**Extrait fourni:**
Du latin census, compte
Nota : les sommes mentionnées en francs (fr) sont les équivalents de 1865.
Redevance ou prestation annuelle imposée par un seigneur direct, lors de la première concession qu'il avait faite d'un héritage sujet à cette servitude : Dans les anciennes républiques, le CENS consistait en une redevance que les plébéiens payaient aux nobles pour les terres qu'ils tenaient d'eux. Le CENS était imprescriptible et non rachetable.
Cens abonné, celui qui était stipulé par chaque arpent et pour certains fruits spécifiés.
Cens double, celui qu'on était obligé de payer deux fois, selon les coutumes du Perche, du Berry, de l'Auvergne et de quelques autres provinces.
Cens rogo, celui qui était dû selon la coutume de Melun et qui se payait à quête.
Cens à queste ou requérable, celui que le seigneur était tenu de demander.
Cens portable, celui que l'on devait payer sans qu'il eût été réclamé.
Cens gros, celui qui se payait pour l'ensemble du bien féodal.
Cens menu, celui qui était dû pour l'une des parties du même bien.
Cens truand, celui qui n'apportait au seigneur ni lots, in rente, ni aucune espèce de profit.
Chef-cens, Cens proprement dit, imprescriptible, auquel étaient attachées toutes les prérogatives des droits récognitifs de la directe.
Cher-cens, Celui qui absorbait à peu près tout le revenu de l'héritage.
Sur-cens, Celui qui avait été imposé depuis la première concession.
Dans l'ancien droit féodal, le mot cens avait une signification toute différente ; il exprimait une redevance en argent ou en grains due par les héritiers roturiers au seigneur du fief dont ils relevaient, en reconnaissance et comme un hommage de sa propriété directe. Il différait essentiellement du contrat emphytéotique et du bail à rente, surtout en ce que le censier devait au seigneur dont il relevait, non seulement une prestation en argent, qui était le véritable cens, mais encore foi et hommage comme relevant directement de lui.
Voici en quelle occasion les terres furent données à cens. Après les conquêtes, les rois distribuèrent la plus grande partie des terres, soit à-titre de bénéfices, soit a titre d'alleux. Le possesseur d'un héritage trop considérable pour le faire-valoir en céda une partie à des colons, qui payèrent une redevance annuelle, soit en argent, soit en fruits.

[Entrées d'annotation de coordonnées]

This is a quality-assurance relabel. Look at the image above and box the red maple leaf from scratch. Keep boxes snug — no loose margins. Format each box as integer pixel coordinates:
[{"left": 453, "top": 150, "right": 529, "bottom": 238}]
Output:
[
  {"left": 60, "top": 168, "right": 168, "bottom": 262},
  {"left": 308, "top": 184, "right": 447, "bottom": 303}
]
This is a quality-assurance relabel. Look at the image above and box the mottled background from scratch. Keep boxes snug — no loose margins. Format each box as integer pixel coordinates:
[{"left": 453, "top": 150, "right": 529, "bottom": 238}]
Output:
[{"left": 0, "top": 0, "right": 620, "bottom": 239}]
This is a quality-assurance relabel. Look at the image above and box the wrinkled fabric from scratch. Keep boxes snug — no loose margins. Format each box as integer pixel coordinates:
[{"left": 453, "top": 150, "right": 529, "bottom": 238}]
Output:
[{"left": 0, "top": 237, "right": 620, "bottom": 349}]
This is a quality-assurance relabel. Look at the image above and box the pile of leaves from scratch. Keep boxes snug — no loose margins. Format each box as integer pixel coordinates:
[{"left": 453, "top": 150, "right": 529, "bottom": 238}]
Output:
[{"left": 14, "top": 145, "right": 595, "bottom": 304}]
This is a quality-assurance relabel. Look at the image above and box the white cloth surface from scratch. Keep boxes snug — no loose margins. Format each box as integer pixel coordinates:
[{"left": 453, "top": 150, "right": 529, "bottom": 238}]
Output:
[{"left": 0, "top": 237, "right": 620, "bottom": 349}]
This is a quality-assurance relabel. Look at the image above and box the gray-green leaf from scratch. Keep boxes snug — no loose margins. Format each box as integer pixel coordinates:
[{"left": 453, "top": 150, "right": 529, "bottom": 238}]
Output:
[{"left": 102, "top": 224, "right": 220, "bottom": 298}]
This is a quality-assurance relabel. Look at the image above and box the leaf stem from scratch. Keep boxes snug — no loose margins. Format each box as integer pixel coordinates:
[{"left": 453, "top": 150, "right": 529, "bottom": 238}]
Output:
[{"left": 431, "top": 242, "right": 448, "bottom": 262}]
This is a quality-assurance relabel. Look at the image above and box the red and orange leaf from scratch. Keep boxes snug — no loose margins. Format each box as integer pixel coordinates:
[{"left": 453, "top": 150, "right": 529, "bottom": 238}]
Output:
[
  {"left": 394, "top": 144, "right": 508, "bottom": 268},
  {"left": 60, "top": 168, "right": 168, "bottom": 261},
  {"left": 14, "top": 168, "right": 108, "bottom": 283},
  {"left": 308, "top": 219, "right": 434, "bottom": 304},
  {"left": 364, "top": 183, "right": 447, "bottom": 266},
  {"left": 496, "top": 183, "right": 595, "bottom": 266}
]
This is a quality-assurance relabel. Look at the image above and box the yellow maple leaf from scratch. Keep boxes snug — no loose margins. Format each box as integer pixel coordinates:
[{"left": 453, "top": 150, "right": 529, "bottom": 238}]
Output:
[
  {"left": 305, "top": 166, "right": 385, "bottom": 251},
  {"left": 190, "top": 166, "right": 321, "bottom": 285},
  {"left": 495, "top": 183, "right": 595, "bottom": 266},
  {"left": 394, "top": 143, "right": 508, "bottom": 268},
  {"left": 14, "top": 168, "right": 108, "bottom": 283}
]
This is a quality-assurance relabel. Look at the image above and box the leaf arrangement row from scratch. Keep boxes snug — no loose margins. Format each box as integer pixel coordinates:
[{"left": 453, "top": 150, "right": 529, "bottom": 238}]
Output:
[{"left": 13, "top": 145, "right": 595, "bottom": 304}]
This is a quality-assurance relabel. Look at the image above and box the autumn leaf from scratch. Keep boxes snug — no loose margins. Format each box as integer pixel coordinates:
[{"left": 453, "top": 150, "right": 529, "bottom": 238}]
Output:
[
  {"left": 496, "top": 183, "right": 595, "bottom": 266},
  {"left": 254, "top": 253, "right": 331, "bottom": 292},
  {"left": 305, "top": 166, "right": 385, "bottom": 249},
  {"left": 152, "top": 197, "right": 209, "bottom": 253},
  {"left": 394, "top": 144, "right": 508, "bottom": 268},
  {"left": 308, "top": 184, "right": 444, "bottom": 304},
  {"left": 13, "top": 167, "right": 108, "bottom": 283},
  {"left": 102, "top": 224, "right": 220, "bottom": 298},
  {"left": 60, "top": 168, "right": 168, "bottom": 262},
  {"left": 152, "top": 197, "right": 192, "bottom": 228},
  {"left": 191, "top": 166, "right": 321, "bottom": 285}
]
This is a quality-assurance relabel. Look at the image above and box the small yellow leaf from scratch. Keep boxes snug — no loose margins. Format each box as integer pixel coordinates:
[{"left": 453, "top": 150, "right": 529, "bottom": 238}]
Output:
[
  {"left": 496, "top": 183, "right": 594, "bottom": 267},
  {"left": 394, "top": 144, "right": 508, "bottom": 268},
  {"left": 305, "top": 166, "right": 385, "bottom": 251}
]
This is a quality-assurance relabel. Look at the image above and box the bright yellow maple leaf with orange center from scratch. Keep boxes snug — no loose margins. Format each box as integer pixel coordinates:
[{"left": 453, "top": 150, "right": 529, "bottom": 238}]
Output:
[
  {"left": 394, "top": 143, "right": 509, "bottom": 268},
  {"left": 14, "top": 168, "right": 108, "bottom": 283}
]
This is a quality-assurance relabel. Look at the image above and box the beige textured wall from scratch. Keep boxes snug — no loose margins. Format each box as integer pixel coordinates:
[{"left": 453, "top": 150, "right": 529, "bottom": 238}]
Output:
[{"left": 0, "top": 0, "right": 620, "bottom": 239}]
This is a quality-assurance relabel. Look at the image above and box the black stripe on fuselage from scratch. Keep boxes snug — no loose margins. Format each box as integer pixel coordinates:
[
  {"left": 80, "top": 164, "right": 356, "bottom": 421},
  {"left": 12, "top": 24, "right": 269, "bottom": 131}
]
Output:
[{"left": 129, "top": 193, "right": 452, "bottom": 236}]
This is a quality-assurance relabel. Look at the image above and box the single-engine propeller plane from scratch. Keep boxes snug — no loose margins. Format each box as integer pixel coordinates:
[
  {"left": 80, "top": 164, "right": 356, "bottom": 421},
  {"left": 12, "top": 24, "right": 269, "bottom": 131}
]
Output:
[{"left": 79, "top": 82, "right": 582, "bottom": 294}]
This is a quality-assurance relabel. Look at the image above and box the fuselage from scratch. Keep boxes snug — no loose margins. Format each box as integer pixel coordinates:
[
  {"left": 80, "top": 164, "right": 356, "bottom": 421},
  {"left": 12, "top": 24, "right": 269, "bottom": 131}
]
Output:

**Objectif de la tâche:**
Veuillez recopier, dans l'extrait sur le cens, le passage qui s'ouvre sur les mots contenant « Cens rogo, celui » et se ferme sur « du même bien. », en renommant « seigneur » en « suzerain ».

**Résultat obtenu:**
Cens rogo, celui qui était dû selon la coutume de Melun et qui se payait à quête.
Cens à queste ou requérable, celui que le suzerain était tenu de demander.
Cens portable, celui que l'on devait payer sans qu'il eût été réclamé.
Cens gros, celui qui se payait pour l'ensemble du bien féodal.
Cens menu, celui qui était dû pour l'une des parties du même bien.